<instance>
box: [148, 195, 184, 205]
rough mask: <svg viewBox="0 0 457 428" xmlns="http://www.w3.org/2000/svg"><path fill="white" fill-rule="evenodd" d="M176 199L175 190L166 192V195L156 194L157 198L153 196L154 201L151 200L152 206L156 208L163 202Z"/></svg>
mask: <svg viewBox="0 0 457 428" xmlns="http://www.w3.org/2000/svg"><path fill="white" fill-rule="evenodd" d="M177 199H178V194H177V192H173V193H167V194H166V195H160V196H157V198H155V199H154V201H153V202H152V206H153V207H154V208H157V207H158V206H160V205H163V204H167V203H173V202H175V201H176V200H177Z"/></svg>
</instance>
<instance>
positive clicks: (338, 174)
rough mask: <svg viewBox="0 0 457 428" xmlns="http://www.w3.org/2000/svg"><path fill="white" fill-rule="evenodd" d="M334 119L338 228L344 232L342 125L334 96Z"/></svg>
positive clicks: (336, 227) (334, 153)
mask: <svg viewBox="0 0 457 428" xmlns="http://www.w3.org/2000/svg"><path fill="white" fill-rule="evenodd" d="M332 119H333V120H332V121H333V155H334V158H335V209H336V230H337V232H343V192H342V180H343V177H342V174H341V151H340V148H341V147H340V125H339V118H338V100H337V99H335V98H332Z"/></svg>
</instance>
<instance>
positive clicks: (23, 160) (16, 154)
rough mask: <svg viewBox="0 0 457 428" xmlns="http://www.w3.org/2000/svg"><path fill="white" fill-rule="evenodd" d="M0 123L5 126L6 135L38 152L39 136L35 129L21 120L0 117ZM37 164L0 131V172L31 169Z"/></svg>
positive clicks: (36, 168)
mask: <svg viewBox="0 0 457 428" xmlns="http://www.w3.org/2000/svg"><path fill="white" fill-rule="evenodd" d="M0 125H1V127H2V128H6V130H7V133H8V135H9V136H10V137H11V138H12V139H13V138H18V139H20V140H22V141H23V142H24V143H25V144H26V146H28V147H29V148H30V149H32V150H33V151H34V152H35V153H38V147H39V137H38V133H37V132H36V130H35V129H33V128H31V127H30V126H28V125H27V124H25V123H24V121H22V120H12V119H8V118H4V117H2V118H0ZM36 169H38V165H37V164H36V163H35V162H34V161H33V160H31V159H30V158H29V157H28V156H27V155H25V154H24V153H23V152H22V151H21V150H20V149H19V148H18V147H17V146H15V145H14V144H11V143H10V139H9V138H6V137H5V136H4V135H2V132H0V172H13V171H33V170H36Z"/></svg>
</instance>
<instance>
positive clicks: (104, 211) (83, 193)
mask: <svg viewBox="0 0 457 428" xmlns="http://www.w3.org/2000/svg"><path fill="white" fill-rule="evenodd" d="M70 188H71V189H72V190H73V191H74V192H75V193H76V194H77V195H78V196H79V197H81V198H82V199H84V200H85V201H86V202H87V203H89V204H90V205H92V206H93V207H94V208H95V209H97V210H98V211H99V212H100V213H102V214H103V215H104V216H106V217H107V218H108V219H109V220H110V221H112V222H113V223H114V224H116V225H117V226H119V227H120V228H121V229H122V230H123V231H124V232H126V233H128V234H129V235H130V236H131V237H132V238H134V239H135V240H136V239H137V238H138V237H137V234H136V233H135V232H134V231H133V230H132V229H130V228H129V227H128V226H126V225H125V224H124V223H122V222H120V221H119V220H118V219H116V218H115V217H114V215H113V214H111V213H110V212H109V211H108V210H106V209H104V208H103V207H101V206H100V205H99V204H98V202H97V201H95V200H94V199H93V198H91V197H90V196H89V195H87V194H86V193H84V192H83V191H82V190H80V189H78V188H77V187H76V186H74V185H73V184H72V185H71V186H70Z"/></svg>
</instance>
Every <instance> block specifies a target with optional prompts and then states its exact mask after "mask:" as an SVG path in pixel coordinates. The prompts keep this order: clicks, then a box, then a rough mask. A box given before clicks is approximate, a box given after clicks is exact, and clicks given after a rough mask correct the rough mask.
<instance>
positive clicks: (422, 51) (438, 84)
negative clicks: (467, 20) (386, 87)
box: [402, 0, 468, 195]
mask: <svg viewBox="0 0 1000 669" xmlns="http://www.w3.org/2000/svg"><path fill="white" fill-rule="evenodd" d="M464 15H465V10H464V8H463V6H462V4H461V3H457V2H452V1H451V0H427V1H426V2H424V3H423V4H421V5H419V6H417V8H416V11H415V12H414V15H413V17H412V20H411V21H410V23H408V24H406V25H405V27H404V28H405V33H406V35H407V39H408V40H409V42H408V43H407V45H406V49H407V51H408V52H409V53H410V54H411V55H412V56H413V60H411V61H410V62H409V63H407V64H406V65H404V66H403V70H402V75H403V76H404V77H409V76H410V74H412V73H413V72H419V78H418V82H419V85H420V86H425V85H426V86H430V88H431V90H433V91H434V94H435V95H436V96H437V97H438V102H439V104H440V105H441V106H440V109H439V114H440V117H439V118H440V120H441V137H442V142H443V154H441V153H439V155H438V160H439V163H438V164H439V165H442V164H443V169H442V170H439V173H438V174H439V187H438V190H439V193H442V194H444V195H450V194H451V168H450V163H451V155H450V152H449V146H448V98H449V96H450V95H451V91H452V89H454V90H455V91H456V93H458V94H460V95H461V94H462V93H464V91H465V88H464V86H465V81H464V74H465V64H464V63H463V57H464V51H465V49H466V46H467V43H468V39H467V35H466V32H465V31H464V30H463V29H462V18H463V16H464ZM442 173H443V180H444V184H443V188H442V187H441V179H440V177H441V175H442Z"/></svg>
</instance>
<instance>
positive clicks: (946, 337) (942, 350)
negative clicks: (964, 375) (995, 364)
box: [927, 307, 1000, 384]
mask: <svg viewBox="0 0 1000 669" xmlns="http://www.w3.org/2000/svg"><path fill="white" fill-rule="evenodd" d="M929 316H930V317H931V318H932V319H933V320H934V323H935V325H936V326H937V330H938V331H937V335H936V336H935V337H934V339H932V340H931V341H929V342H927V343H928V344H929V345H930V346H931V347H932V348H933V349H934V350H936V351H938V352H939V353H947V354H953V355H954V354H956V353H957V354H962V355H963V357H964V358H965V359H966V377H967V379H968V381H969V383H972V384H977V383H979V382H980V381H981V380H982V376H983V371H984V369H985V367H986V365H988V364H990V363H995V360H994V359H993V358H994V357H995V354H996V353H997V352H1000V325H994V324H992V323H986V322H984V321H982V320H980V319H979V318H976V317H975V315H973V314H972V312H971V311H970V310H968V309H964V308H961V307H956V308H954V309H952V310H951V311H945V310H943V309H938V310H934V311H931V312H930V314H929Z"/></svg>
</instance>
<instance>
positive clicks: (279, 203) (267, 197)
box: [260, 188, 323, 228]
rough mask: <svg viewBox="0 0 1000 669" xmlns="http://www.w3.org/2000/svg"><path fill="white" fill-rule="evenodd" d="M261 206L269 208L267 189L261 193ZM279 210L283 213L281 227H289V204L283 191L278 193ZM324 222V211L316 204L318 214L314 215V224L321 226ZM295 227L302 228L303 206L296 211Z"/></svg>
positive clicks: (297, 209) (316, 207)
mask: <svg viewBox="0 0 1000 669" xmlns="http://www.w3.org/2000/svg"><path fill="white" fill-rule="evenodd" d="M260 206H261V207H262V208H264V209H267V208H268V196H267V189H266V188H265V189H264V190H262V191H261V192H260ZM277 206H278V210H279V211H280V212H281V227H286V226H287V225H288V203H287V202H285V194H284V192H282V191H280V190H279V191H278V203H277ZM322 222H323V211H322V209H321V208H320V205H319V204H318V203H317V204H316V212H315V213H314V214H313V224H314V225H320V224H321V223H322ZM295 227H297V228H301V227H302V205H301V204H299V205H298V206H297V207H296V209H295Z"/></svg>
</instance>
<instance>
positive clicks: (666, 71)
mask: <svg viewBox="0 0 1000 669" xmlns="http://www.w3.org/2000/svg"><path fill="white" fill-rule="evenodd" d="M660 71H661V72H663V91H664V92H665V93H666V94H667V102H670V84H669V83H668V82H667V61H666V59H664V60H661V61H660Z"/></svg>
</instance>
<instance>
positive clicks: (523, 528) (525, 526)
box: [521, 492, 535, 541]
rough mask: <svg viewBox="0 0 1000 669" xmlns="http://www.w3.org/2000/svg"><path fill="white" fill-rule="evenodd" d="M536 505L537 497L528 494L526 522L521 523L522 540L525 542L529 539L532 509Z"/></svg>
● ● ● ●
PROBLEM DESCRIPTION. I need exact copies of the lines from the one holding "positive clicks: (523, 528) (525, 526)" through the end of the records above, and nothing beyond them.

RESULT OF THE TASK.
positive clicks: (523, 528) (525, 526)
box: [521, 492, 535, 541]
rough mask: <svg viewBox="0 0 1000 669" xmlns="http://www.w3.org/2000/svg"><path fill="white" fill-rule="evenodd" d="M536 505L537 497L528 494L526 522L521 523L522 540L525 542L529 539L532 509Z"/></svg>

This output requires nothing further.